■ **Your assignment**: Every entry below should appear in the answer exactly as written, apart from the pictures.

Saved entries
►
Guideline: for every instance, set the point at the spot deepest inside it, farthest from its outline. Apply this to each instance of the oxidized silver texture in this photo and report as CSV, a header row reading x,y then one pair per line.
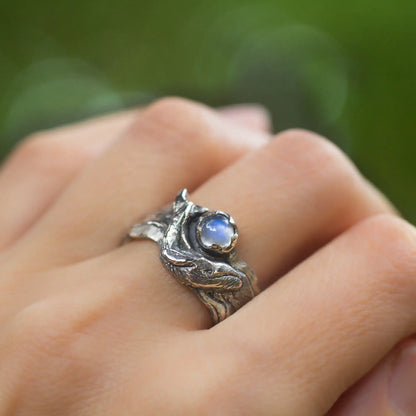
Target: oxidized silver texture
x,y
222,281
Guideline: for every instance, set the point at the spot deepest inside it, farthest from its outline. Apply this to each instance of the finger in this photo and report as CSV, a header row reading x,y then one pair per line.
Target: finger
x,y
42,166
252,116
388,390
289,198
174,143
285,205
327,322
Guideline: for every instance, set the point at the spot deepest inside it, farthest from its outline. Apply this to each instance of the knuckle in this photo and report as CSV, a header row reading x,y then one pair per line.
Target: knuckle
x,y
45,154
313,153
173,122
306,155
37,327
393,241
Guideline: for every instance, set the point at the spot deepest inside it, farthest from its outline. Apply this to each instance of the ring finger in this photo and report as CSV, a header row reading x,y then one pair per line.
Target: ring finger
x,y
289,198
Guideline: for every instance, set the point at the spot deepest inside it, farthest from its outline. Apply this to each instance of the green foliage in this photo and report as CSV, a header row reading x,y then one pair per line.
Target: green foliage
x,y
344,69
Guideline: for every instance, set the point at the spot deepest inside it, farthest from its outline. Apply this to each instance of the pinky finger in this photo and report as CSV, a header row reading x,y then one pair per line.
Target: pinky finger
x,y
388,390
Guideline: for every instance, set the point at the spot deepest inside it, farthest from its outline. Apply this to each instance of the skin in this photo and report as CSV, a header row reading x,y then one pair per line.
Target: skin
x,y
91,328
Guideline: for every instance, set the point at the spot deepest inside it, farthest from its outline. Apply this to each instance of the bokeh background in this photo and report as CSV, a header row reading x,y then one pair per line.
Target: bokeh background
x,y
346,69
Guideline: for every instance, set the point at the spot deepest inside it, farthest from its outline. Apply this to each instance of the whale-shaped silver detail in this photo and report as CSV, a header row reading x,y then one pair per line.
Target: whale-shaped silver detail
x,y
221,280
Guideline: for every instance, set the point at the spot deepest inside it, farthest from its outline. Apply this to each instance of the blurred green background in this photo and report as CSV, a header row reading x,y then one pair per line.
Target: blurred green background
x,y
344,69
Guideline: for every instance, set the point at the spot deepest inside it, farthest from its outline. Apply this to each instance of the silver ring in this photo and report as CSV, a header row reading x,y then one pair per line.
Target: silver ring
◄
■ **Answer box**:
Guideline: for every instance, set the point at the spot deepest inside it, farthest from its outline. Apply this to each instance of the oxidized silver texture in this photo and report as CSV, a header row reading x,y then one pair per line.
Target: oxidized silver texture
x,y
222,281
Guideline: for every instance, set the point at the spot deepest inside it, farthest from its outline. Apply this to each instance of the finger in this photo and report as CSV, a header row reading x,y then one pair per line.
Target: finger
x,y
42,166
252,116
388,390
289,198
174,143
285,205
327,322
Guideline: for every instance, set the point at the spot deepest inside it, farthest from its outline. Apply this to each instance of the knuckle in this photo and report as CSV, a header row reading x,y then one pair per line.
Target: knuckle
x,y
45,154
313,153
173,122
306,155
37,327
393,241
Guideline: for every instance, set the point at the spot deepest inside it, farthest from its outline. Apply this to each instance of the ring finger in this photo and report as CSV, a header row reading x,y then one pair per line.
Target: ring finger
x,y
289,198
Guideline: for every instance, set the point at the spot deepest inside it, farthest from its outline. Apply this to each instance of the green foliage in this photo and report as CSV, a header row reading x,y then one pair per line.
Target: green foliage
x,y
344,69
Guideline: for every instance, set the point at the spot deepest inside it, farthest from its outline. Apply this to each instance of the pinky finger in this photo and report as CSV, a header row reading x,y then one pair per line.
Target: pinky finger
x,y
388,390
Guideline: for every instance, set the point at the spot deepest inside it, farthest from its outline. Apply this to each instance of the skin in this photo and report as CSV, a header row reading x,y then one pair per line.
Target: skin
x,y
91,328
Guideline: for every instance, set the point at the spot deepest inside it, farthest from its outline. Apply this to each instance of the bokeh background in this photo and report as CSV, a header row reading x,y then one pair per line.
Target: bokeh background
x,y
346,69
Guideline: for every instance, set the point at the spot deepest inside it, farthest from its outline. Apply this to each instance of the whale-shaped silver detail in this photo and report as CSV, a header row reading x,y then one pair per line.
Target: whale-shaped silver detail
x,y
221,280
Guideline: for every instance, set the point at the spot deepest inside it, farthest from its outline. Apply this to each instance of the blurred green background in this photo and report as CSV, a header row reading x,y then one pair per line.
Target: blurred green background
x,y
344,69
Guideline: for every instance, set the point at the spot deepest inside it, farthest from its outline. Apply this to each instance of the silver ring in this photo and report as CSV, a header row reading x,y then one pair per line.
Target: silver ring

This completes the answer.